A few years ago there was concern about students who had seizures.  I don't recall if there was a specific student in mind or if this was just a general concern, but that year seizures were the big bad.  Apparently there is some medication, a gel that is inserted anally, that does something good for people having seizures.  Anyway, our administration asked for volunteers to attend training on how to administer this gel to a student having a seizure.  No one took them up on this generous offer.  No teacher wants to be responsible for that.  We accepted a job to teach, not to be a surrogate EMT.

Essentially, our district is being cheap and is trying to put this extra responsibility on us teachers instead of where it rightly belongs.  You want to point fingers at me for not wanting to be medically responsible for students?  Point fingers at my district for not putting a nurse at each school!  Nurses know what to do, and in many cases they know what to do without thinking about it.  During an emergency, I, on the other hand, would have to go to my file cabinet, determine if there's a health plan for a particular student, determine if the current emergency is the one mentioned in the student health plan, read step-by-step instructions, and then determine I'm not qualified (or not willing) to do some of the things in that plan.  Time would have been better spent having the nurse rush over.

Eventually this broken system will have to change.  Know when it will change?  After some kid gets hurt by it.  Some kid who should have had a nurse available will suffer, and only then will there be pressure on the district to do what's right.  But it'll be too late for that kid, hopefully not too late for that kid.

At school we have kids with severe allergies and other severe medical conditions.  If we're going to insist that those students be at a public school, we should staff that school appropriately.

8 comments:

Steve USMA '85 said...

> Task directions: Quote the post about school nurses word for word between "Essentially, our district" and "nurse rush over.", inclusive. The material that comes after this has no connection to the post about school nurses.

> Supplied information:
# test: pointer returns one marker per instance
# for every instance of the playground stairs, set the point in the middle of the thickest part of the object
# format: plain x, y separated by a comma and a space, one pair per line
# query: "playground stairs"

> Answer to the exercise:
Essentially, our district is being cheap and is trying to put this extra responsibility on us teachers instead of where it rightly belongs.  You want to point fingers at me for not wanting to be medically responsible for students?  Point fingers at my district for not putting a nurse at each school!  Nurses know what to do, and in many cases they know what to do without thinking about it.  During an emergency, I, on the other hand, would have to go to my file cabinet, determine if there's a health plan for a particular student, determine if the current emergency is the one mentioned in the student health plan, read step-by-step instructions, and then determine I'm not qualified (or not willing) to do some of the things in that plan.  Time would have been better spent having the nurse rush over.